● **Instructions to follow**
The output should be the records themselves, given again exactly.

[Items from a dataset]
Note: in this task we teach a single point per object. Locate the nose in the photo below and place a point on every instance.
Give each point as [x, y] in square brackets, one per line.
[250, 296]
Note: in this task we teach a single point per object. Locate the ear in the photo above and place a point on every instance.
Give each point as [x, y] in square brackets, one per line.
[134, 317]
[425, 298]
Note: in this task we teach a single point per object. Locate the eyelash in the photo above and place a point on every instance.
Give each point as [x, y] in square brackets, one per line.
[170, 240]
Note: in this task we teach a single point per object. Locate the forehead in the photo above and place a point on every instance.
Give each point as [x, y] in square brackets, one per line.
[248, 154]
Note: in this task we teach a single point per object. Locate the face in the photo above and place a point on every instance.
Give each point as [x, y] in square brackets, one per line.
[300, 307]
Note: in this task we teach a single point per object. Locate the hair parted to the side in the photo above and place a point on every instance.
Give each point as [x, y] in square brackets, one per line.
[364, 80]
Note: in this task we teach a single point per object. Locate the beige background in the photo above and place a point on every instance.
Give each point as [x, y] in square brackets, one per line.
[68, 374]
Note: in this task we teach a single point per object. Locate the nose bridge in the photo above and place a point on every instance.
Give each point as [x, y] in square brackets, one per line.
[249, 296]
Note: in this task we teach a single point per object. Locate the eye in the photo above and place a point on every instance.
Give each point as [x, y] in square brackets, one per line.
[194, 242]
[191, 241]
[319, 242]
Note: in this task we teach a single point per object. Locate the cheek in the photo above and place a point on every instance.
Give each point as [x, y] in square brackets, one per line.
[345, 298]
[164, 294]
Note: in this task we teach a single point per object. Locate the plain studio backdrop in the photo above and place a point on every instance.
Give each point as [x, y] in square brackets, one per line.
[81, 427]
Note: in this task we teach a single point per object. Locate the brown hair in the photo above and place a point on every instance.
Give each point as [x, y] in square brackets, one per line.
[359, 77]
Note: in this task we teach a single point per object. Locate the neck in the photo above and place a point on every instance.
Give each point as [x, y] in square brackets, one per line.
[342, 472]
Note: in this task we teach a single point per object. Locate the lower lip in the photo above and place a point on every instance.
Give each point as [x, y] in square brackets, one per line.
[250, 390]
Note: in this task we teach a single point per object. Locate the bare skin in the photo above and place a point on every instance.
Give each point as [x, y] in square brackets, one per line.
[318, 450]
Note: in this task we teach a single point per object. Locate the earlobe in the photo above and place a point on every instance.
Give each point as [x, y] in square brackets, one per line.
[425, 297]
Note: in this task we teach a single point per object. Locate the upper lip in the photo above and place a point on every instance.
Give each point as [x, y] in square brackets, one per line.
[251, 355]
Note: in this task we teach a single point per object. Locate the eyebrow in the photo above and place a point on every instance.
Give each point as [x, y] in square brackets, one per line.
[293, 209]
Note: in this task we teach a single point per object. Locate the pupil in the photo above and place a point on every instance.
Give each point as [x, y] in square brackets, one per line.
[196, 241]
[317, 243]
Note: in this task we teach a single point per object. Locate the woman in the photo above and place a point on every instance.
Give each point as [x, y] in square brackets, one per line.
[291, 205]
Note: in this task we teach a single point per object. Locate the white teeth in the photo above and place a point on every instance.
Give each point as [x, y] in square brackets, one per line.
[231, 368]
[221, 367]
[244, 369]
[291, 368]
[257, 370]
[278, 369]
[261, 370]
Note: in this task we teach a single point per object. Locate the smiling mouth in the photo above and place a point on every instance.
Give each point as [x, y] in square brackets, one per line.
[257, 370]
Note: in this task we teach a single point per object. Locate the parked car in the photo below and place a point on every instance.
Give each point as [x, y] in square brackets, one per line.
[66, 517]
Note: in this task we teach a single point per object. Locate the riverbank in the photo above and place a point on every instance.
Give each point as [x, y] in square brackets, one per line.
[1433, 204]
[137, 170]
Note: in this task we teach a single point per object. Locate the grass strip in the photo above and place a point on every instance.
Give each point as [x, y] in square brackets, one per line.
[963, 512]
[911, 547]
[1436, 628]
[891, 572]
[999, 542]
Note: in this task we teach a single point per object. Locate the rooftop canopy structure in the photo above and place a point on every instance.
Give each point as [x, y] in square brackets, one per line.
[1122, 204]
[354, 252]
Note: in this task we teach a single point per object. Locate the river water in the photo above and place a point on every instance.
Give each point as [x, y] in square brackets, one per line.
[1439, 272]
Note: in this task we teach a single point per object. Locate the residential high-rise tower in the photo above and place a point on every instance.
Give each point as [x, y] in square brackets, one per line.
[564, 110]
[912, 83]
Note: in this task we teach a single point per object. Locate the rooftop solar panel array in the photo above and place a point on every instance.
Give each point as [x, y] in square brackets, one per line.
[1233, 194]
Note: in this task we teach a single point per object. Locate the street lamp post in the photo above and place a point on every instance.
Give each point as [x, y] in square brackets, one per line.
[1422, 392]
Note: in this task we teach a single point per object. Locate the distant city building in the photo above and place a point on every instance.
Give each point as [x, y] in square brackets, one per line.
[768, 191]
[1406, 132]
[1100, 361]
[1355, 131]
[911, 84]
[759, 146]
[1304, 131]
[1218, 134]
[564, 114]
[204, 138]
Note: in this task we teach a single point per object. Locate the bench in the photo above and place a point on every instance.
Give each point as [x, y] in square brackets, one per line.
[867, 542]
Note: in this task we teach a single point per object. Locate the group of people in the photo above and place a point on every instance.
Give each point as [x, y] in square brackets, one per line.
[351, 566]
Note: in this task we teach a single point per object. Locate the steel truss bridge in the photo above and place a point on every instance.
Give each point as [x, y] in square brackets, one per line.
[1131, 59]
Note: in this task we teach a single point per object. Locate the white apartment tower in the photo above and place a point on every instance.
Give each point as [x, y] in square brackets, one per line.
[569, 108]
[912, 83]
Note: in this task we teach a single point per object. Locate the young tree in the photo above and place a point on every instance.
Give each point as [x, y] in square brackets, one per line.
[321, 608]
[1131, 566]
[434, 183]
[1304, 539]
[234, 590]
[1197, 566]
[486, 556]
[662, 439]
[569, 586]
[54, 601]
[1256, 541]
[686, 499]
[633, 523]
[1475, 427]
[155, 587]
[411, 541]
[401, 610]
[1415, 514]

● **Output**
Note: in this task we teach a single point per object. Locate the nose in the photo below and place a point on every instance.
Give each point as [x, y] in square brackets, one per line.
[250, 296]
Note: in this task we teach a single point per object. Locate the ear in the photo above and place a point on every instance.
Give each point as [x, y] in square brackets, one per line.
[134, 317]
[425, 298]
Note: in this task we teach a single point per object. Locate the eyelash in the photo above and place a point on every instance.
Give each point as [x, y] in square brackets, one per line.
[170, 240]
Note: in this task we teach a single point per object. Locate the forehead in the photo above and place a point on every instance.
Give each point as [x, y] in square brackets, one per line.
[248, 154]
Note: in this task we teach a single point per object. Locate the face in the photo above and place a point on every instance.
Give each point as [x, y] in square brackets, one per line.
[300, 307]
Note: in this task we teach a single point per object. Locate the hair parted to the side in the photo above and place a point on every instance.
Give each point as [x, y] in square brackets, one per line.
[364, 80]
Note: in this task we teach a single point per object. Locate the beige background in the photo above and place a point on every instance.
Give each point as [x, y] in square brackets, one per line.
[68, 374]
Note: in this task we teach a single point per object. Locate the nose bridge in the photo above and place a point on every instance.
Give each point as [x, y] in square brackets, one per line.
[249, 296]
Note: in this task we teach a single point per object. Locate the eye in the photo above and place a point on every instance.
Give each point as [x, y] in square brackets, one per line.
[194, 242]
[191, 241]
[319, 242]
Note: in this task we teach a single point per object. Locate the cheek in the photo above and place a point on every instance.
Give each point as [x, y] in square brackets, one per line.
[345, 298]
[164, 294]
Note: in this task we teach a single point per object. Locate the plain studio backdrop in the photo above and place a point on every instance.
Give each point as [x, y] in square brackets, one per line.
[81, 427]
Note: in this task we teach a single point per object. Locate the brown hair in the photo above and place a point on every instance.
Give each point as [x, y] in square brackets, one per line.
[359, 77]
Note: in this task we teach a single point per object. Locate the neck in the photo above and place a point on every instance.
Give each point as [x, y] in square brackets, one per line.
[342, 472]
Note: in this task we teach a single point per object. Locate the lower lip in the photo above and place a point on every instance.
Give each point as [x, y] in square brackets, one per line.
[250, 390]
Note: in this task we teach a single point per object. Locate the bare skin in the photo above and place a point on every instance.
Give each point as [x, y] in square brackets, one per line.
[318, 450]
Note: in this task we teach a single point per object. Locate the earlobe in the photo above and place a point on every instance.
Give each point as [x, y] in square brackets, one per line.
[425, 297]
Note: in this task we teach a single point per object. Locate the upper lip in the photo above and place a point on every instance.
Give each point as [x, y] in square brackets, one per line.
[251, 355]
Note: in this task we teach a single point per object. Locate the eyebrow in the photo above and place a point on every instance.
Give each point as [x, y] in square brackets, one per line.
[293, 209]
Note: in this task we teach a single point per object. Locate the pupil in the photo above and place a point on every instance.
Give each point as [x, y] in square brackets, one per line.
[196, 241]
[317, 243]
Note: in this task we teach a single point per object. Locate the woman in the photo above and place a point on every instance.
Give each point as [x, y] in square brackets, one per line.
[291, 205]
Note: in this task we teach a single point per object. Locate the white teeth in the photo above and place a point on every instance.
Give each point as [x, y] in square brackets, one per line.
[231, 368]
[221, 367]
[244, 369]
[291, 368]
[257, 370]
[278, 369]
[261, 370]
Note: in this task we teach a single point per object. Locate the smiling mouth in the photo above and place a point on every instance.
Give each point as [x, y] in square brackets, one per line.
[257, 370]
Note: in this task we teach a single point per object. Locate the parked car in the photo below and place a point on every instance.
Give each point as [x, y] in square brackets, one per line.
[66, 517]
Note: in this task we teach a single point per object. Locate the riverbank in the photo above and place a point on every instance.
Give each point as [x, y] in square brackets, one per line.
[1433, 204]
[137, 170]
Note: in this task we teach a single point per object. Locate the grass strip in the photo above and place a point on every instance.
Give each point as [x, y] in square brackets, one per line.
[963, 512]
[911, 547]
[1436, 628]
[891, 572]
[999, 542]
Note: in this task we teach a single point per object. Locate the rooftop canopy structure in the photo above and place a point on every instance.
Give each point as [x, y] in square brackets, one per line.
[1122, 204]
[354, 252]
Note: in this task we teach a single point per object. Locate the river water in the photo above and place a point on every instance.
Give each point as [x, y] in square brackets, one per line.
[1439, 272]
Note: in this task we teach a single point per object. Locate the residential high-rise tower in the photo above and place a point on every instance.
Give each point as [x, y] in square brackets, one per line.
[564, 110]
[912, 83]
Note: in this task we teach a single point per object. Locate the rooftop solar panel array in the photo above and place a point on every instance.
Give each point as [x, y] in square brackets, one per line.
[1233, 194]
Note: in this task we teach a single point per object. Locate the street lamp post in the photo above and place a point on every instance.
Give each point as [x, y] in square brackets, one per line.
[1422, 392]
Note: in this task we teach a single point per object. Locate the distant city building in the photo above and place a point on every instance.
Give each point as [x, y] in square brackets, one per line.
[768, 191]
[1406, 132]
[1100, 361]
[1355, 131]
[911, 84]
[759, 146]
[1304, 131]
[1218, 134]
[564, 114]
[204, 138]
Note: in this task we teach a single point per object. Locate the bench in the photo above and place a point on every instance.
Give each point as [x, y] in square brackets, one per line.
[867, 542]
Note: in this task we teach a single point per object. Locate the group of people in the photo above and place a point on every instance.
Give each point as [x, y] in square brackets, one per line.
[351, 566]
Note: in this task we teach a single point per object. Locate the steel truss bridge in the photo above and place a point on every instance.
Give each point as [x, y] in square brackets, one per line.
[1131, 59]
Note: in this task we teach a single point per object. Locate the white apartment tower in the photo above and place a point on every instance.
Give each point as [x, y] in square brackets, one per line.
[569, 108]
[912, 83]
Note: in this task we teach a single point per object. Locate the young tree in the photo above and place a point on every instance.
Give each point as [x, y] in square brackets, one per line.
[321, 608]
[1131, 566]
[434, 183]
[1304, 539]
[234, 590]
[1197, 566]
[486, 556]
[662, 439]
[569, 586]
[54, 601]
[1256, 541]
[686, 499]
[633, 523]
[1475, 427]
[155, 587]
[411, 541]
[401, 610]
[1415, 514]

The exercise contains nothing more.